# Notebook von Mediamarkt !?



## blubber (5. Juli 2003)

Hi,

da meine Eltern sich ein Notebook kaufen wollen, muss ich jetzt rumsuchen, welches denn so einigermassen passen könnte. Der Preis sollte maximal 1600 Euro betragen.
Hab mir mal mehrere Tests angeschaut, allerdings musste ich feststellen, dass Notebooks mit der neuen P4 Mobil CPU (Centrion oder so) extrem teuer sind.
Mediamarkt hat momentan ein paar Notebooks im Angebot, und da viel mir dieses hier auf:
http://shop.mediamarkt.de/webapp/wc...=5000&langId=-3&storeId=5000&categoryId=10001
was meint ihr dazu? Taugt das was?

bye


----------



## aquila (8. Juli 2003)

☆ ☆ ☆ ☆ ☆

ARBEITSANWEISUNGEN:
1. Nenne alle Händler-, Marken- und Produktbezeichnungen, die blubber im Forenthread zum Notebook-Kauf erwähnt.
2. Führe den Forenthread zum Notebook-Kauf mit dem Beitrag von aquila weiter.

[Einträge mit Zeigern auf benannte Objekte]
☆ ☆ ☆ ☆ ☆

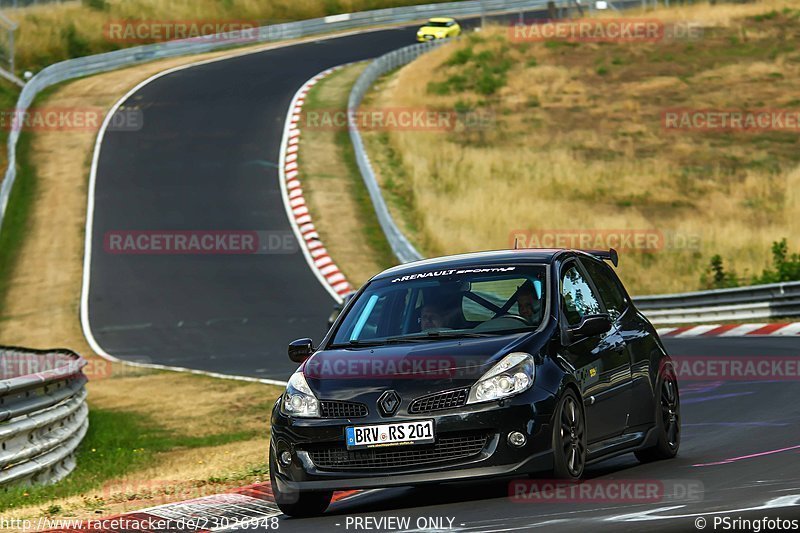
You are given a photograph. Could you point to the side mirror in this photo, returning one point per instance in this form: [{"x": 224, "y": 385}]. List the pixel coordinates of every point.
[
  {"x": 300, "y": 350},
  {"x": 590, "y": 326}
]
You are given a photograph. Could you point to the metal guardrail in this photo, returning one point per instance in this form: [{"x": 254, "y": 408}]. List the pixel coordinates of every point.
[
  {"x": 43, "y": 414},
  {"x": 85, "y": 66},
  {"x": 774, "y": 300}
]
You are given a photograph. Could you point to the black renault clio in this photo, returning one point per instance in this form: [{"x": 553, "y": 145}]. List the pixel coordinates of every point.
[{"x": 480, "y": 365}]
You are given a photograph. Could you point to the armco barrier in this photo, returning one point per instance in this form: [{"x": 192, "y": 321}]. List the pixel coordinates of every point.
[
  {"x": 84, "y": 66},
  {"x": 43, "y": 414}
]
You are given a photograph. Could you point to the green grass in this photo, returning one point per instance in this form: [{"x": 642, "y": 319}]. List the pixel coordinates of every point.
[{"x": 116, "y": 443}]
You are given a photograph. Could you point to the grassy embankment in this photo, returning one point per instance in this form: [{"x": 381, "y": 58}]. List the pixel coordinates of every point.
[
  {"x": 53, "y": 32},
  {"x": 154, "y": 436}
]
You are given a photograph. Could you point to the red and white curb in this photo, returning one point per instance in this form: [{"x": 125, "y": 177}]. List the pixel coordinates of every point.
[
  {"x": 732, "y": 330},
  {"x": 239, "y": 508},
  {"x": 317, "y": 256}
]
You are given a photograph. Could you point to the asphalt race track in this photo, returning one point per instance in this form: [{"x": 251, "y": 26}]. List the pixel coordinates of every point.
[
  {"x": 206, "y": 160},
  {"x": 724, "y": 421}
]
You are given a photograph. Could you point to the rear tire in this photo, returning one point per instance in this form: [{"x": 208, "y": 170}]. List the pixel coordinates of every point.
[
  {"x": 296, "y": 503},
  {"x": 668, "y": 420},
  {"x": 569, "y": 438}
]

☆ ☆ ☆ ☆ ☆

LÖSUNGEN ZU AUFGABEN:
1. Mediamarkt, P4 Mobil CPU, Centrion

2.
@ Link
scheint ein guter Laptop zu sein! Preisleistungsverhältnis ist OK! Wobei ich eher Vorsichtig sein würde wenn du einen Laptop beim MediaMarkt kaufst! Gibt immer Schwierigkeiten bei einem Defekt, Umtausch etc...
Aber ansonsten nicht schlecht!


----------



## RicRom (8. Juli 2003)

Ja wenns um Service bei Problemen geht geh lieber zum PC Fachhändler und such dir da nen Laptop aus. Allerdings ist es da aber auch teurer.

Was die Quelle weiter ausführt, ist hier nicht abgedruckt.